[物体指示に関するデータセット抜粋]
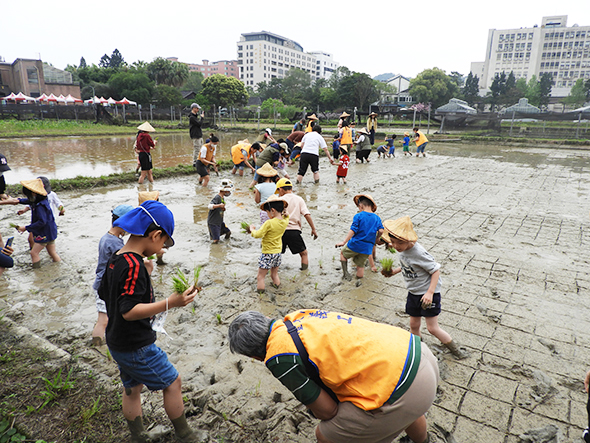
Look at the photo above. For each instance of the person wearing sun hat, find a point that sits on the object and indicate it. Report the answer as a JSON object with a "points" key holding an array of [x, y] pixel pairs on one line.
{"points": [[296, 209], [267, 178], [42, 225], [271, 233], [422, 277], [143, 146], [127, 292], [358, 245], [372, 126], [3, 168]]}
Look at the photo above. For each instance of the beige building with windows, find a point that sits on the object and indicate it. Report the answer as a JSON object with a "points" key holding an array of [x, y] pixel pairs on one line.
{"points": [[263, 56], [552, 47]]}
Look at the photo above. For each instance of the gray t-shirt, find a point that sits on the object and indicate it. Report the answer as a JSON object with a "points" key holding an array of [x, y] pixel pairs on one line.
{"points": [[417, 267], [108, 245]]}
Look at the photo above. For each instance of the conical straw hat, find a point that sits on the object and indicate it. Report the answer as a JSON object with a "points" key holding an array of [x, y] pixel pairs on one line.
{"points": [[35, 185], [401, 228], [146, 127], [267, 171], [357, 197]]}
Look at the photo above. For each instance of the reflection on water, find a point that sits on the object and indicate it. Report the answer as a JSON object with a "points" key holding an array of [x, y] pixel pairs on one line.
{"points": [[69, 157]]}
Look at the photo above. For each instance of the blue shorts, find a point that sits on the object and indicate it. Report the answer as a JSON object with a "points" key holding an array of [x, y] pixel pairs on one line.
{"points": [[216, 231], [268, 261], [414, 306], [148, 366]]}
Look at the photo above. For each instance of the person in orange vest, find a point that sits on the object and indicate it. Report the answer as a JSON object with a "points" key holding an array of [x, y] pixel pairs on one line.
{"points": [[365, 381], [421, 142]]}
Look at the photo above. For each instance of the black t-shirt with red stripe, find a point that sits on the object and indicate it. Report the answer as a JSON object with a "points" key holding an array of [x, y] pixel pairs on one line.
{"points": [[125, 284]]}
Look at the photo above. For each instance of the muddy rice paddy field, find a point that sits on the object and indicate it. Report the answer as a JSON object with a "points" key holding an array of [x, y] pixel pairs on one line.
{"points": [[510, 227]]}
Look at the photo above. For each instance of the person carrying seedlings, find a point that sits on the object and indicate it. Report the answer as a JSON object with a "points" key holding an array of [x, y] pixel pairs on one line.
{"points": [[42, 225], [421, 142], [207, 159], [271, 233], [343, 164], [406, 144], [144, 145], [359, 243], [296, 209], [422, 277], [216, 210], [365, 381], [267, 178], [239, 156], [109, 243], [129, 297]]}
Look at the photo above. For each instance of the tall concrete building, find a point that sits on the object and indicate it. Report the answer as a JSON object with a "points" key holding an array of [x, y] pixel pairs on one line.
{"points": [[552, 47], [263, 56]]}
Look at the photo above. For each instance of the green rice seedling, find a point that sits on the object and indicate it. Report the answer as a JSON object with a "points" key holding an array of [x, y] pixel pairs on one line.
{"points": [[387, 265]]}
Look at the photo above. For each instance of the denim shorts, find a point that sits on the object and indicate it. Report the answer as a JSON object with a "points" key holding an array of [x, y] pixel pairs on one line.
{"points": [[148, 366]]}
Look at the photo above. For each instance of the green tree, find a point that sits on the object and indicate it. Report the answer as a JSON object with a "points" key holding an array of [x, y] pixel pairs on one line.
{"points": [[471, 89], [577, 95], [545, 85], [194, 82], [224, 91], [165, 95], [433, 86], [135, 86]]}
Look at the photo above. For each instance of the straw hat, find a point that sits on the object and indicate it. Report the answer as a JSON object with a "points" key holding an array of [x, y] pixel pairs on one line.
{"points": [[267, 171], [35, 185], [147, 195], [401, 228], [357, 198], [146, 127], [274, 198]]}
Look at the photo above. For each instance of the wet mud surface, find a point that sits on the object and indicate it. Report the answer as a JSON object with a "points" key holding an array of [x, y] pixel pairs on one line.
{"points": [[509, 226]]}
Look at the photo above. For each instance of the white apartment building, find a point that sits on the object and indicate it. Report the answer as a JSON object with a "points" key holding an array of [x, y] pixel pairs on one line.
{"points": [[264, 55], [553, 47]]}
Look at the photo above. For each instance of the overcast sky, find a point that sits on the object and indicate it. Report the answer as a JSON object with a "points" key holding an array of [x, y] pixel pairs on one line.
{"points": [[374, 37]]}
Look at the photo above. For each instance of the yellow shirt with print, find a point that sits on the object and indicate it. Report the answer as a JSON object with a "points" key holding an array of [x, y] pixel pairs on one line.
{"points": [[271, 233]]}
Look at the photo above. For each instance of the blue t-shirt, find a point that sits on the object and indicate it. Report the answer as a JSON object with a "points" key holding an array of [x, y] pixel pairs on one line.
{"points": [[365, 226], [107, 246]]}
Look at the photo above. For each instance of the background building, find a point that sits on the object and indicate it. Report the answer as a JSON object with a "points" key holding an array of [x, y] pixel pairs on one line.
{"points": [[553, 47], [263, 56], [33, 78], [229, 68]]}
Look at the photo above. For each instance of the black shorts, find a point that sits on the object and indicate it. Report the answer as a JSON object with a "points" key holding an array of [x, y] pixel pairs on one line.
{"points": [[293, 239], [306, 160], [201, 169], [414, 306], [145, 160]]}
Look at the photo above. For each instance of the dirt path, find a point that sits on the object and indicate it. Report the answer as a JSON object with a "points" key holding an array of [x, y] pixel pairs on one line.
{"points": [[510, 228]]}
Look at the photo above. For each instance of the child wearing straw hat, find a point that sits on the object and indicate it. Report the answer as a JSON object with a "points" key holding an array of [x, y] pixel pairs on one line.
{"points": [[271, 232], [358, 245], [42, 225], [422, 277], [144, 144]]}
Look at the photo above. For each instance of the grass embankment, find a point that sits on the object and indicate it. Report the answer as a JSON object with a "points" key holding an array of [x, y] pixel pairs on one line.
{"points": [[80, 182]]}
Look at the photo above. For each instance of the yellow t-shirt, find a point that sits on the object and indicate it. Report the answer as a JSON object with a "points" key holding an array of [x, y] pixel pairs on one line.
{"points": [[271, 233]]}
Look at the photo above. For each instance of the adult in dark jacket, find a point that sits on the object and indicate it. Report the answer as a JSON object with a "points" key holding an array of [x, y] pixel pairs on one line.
{"points": [[196, 131]]}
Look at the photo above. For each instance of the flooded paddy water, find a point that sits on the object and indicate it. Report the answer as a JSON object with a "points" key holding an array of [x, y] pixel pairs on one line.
{"points": [[510, 227]]}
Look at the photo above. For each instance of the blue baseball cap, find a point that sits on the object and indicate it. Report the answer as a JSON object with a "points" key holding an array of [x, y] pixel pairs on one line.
{"points": [[136, 221]]}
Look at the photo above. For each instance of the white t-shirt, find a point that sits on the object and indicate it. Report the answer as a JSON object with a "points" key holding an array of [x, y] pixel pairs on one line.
{"points": [[312, 142]]}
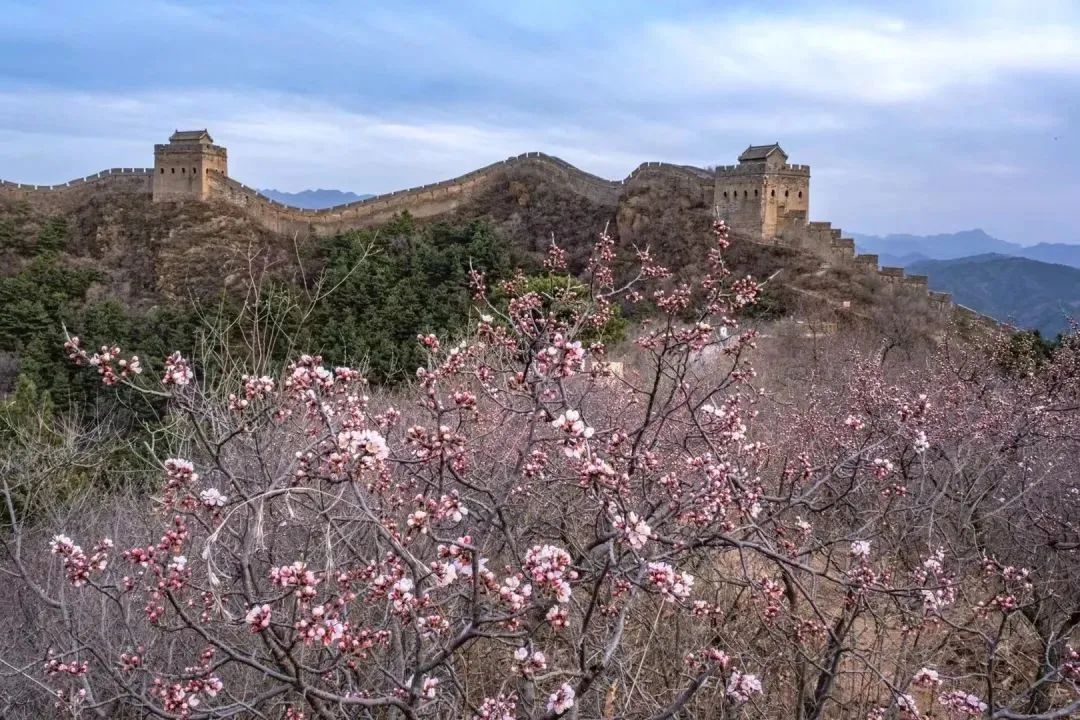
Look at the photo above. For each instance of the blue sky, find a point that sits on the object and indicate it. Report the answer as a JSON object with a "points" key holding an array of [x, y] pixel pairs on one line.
{"points": [[915, 117]]}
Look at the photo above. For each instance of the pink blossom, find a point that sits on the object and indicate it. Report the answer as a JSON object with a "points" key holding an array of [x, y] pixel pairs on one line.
{"points": [[177, 371], [673, 585], [742, 687], [258, 617], [497, 708], [960, 704], [562, 700]]}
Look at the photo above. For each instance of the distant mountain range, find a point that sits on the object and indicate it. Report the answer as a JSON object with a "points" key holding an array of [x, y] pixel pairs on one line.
{"points": [[900, 249], [314, 199], [1034, 287], [1028, 294]]}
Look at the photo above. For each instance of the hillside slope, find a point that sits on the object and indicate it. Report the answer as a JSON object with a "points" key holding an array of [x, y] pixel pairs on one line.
{"points": [[1026, 293]]}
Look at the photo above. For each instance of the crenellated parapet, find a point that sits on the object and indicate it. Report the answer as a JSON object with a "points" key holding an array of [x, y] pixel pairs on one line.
{"points": [[104, 175], [763, 198]]}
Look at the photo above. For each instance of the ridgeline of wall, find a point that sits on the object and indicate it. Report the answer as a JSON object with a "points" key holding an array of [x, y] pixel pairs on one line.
{"points": [[442, 198], [129, 180]]}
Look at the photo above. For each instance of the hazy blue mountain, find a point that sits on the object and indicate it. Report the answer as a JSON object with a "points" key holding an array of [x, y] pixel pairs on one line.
{"points": [[902, 249], [313, 199], [1026, 293], [937, 247]]}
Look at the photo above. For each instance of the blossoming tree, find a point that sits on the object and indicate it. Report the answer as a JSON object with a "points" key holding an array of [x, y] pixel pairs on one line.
{"points": [[532, 532]]}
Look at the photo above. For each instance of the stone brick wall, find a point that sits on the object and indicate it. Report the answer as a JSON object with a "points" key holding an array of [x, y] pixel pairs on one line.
{"points": [[768, 204], [133, 180]]}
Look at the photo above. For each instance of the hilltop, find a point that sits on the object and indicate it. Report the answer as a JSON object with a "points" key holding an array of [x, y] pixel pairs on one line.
{"points": [[158, 250], [314, 199]]}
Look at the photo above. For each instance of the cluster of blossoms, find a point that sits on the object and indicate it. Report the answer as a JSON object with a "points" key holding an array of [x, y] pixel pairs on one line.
{"points": [[73, 667], [927, 677], [298, 578], [562, 700], [942, 588], [563, 358], [634, 530], [367, 446], [177, 371], [960, 704], [258, 617], [673, 585], [180, 476], [549, 567], [254, 388], [742, 687], [576, 430], [528, 663], [213, 499], [107, 361], [77, 564], [181, 698], [497, 708]]}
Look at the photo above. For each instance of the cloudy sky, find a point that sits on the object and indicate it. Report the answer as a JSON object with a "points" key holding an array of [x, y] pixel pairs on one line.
{"points": [[914, 116]]}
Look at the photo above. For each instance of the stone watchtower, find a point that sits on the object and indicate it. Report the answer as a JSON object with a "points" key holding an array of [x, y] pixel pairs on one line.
{"points": [[181, 168], [763, 194]]}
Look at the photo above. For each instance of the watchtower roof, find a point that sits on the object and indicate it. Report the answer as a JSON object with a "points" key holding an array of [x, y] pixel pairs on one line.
{"points": [[757, 152], [201, 136]]}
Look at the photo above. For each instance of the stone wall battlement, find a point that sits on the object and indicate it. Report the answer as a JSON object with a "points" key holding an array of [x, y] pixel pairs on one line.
{"points": [[105, 174], [763, 198]]}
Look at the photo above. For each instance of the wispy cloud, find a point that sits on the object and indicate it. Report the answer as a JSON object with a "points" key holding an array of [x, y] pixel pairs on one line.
{"points": [[914, 116]]}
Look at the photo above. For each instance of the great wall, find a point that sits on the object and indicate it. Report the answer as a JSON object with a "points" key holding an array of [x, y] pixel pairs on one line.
{"points": [[763, 199]]}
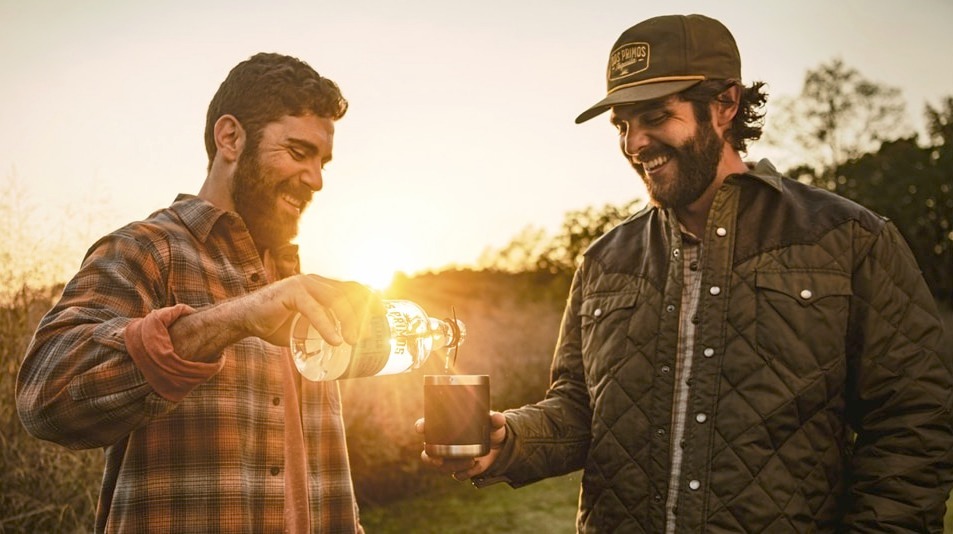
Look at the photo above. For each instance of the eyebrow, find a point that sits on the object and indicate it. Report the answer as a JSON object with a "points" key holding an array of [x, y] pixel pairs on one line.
{"points": [[308, 146], [632, 110]]}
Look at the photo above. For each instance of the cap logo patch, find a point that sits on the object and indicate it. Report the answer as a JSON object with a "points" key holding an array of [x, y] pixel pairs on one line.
{"points": [[627, 60]]}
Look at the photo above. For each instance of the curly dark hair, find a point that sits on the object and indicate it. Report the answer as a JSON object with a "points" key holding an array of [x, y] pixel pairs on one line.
{"points": [[748, 122], [266, 87]]}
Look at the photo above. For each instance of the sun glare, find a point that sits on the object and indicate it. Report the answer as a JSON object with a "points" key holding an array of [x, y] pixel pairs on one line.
{"points": [[377, 277]]}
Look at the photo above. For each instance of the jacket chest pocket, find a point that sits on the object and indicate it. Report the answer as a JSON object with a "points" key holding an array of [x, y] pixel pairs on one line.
{"points": [[604, 323], [802, 317]]}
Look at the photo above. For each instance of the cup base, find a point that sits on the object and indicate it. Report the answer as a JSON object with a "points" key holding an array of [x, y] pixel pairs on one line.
{"points": [[456, 451]]}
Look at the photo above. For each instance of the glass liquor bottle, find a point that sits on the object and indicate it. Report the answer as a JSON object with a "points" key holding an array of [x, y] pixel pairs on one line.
{"points": [[399, 340]]}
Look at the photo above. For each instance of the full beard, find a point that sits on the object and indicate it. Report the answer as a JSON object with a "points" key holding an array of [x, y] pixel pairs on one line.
{"points": [[256, 199], [697, 164]]}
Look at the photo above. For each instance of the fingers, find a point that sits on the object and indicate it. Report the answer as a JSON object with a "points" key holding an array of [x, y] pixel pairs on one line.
{"points": [[336, 309]]}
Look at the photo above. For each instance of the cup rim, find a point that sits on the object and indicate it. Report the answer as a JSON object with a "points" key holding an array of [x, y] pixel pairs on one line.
{"points": [[456, 380]]}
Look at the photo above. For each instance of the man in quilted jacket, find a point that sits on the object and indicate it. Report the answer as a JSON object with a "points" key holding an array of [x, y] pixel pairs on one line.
{"points": [[746, 354]]}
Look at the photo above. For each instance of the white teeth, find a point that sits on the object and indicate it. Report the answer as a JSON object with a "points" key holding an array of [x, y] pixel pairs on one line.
{"points": [[292, 200], [655, 163]]}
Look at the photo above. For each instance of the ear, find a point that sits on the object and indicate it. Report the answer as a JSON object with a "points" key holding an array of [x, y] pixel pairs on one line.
{"points": [[229, 138], [725, 107]]}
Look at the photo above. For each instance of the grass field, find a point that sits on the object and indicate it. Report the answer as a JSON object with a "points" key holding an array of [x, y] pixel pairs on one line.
{"points": [[547, 507]]}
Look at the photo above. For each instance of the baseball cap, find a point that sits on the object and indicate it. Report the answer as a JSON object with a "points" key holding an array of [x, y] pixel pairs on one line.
{"points": [[664, 55]]}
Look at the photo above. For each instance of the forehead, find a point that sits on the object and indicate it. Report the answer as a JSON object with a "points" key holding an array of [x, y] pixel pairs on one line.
{"points": [[308, 127], [629, 111]]}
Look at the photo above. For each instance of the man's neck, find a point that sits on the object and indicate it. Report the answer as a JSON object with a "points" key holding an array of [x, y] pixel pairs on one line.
{"points": [[694, 216]]}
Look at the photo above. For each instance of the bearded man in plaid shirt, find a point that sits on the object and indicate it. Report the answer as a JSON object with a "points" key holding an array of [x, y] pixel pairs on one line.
{"points": [[169, 347]]}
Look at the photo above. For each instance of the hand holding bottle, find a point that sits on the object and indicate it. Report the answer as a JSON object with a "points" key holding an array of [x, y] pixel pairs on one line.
{"points": [[269, 311], [395, 336]]}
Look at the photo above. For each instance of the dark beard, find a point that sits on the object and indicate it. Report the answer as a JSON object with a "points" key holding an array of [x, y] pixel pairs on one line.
{"points": [[256, 203], [697, 160]]}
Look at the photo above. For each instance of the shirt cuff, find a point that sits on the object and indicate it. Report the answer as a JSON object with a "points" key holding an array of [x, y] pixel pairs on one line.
{"points": [[150, 346]]}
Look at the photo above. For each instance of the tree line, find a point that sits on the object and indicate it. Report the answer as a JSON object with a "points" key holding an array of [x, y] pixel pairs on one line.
{"points": [[851, 138]]}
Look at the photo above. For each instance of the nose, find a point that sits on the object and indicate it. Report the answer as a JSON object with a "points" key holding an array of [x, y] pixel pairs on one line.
{"points": [[313, 177], [632, 140]]}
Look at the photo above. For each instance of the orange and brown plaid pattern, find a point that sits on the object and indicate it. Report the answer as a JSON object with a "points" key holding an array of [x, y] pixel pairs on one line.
{"points": [[214, 461]]}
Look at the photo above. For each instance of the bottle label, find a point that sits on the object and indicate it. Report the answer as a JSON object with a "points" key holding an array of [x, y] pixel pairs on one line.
{"points": [[373, 350]]}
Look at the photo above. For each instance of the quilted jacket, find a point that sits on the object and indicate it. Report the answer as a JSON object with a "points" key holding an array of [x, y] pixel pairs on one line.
{"points": [[817, 364]]}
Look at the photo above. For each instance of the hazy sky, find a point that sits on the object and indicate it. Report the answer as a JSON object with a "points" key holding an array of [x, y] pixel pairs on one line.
{"points": [[460, 131]]}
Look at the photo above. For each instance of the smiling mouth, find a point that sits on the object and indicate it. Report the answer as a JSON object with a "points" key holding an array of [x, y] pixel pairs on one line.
{"points": [[654, 163], [295, 202]]}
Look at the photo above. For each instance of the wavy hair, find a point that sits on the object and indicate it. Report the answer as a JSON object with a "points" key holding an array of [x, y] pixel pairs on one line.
{"points": [[266, 87], [748, 122]]}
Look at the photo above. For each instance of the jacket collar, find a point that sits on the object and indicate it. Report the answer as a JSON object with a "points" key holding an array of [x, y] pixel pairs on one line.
{"points": [[764, 171]]}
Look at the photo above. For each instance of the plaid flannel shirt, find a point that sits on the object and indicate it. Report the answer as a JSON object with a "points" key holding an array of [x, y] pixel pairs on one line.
{"points": [[213, 461]]}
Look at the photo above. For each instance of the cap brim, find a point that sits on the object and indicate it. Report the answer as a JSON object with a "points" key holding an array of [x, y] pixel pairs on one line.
{"points": [[631, 95]]}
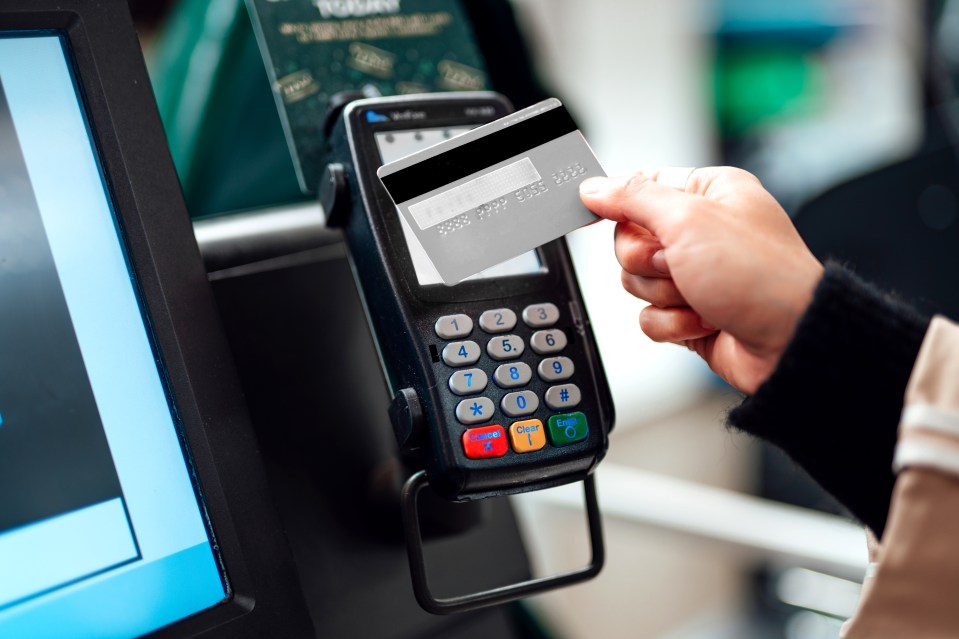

» **課題の目的**
上記の行のうち、文字列「orange」を含む行をすべて列挙し、そのまま書き写してください。大文字と小文字は区別されます。

» **本課題の解答**
Look at the photo above. For each instance of the person in orange vest, find a point that sits on the object and indicate it. Report the answer as a JSON object with a "points" key holding an array of [x, y] pixel pairs on one line.
Look at the photo above. For each instance of the orange and brown plaid pattern, find a point that sits on the object and indicate it. Report the answer as a JSON object with a "points" key holding an array of [x, y] pixel pairs on one line.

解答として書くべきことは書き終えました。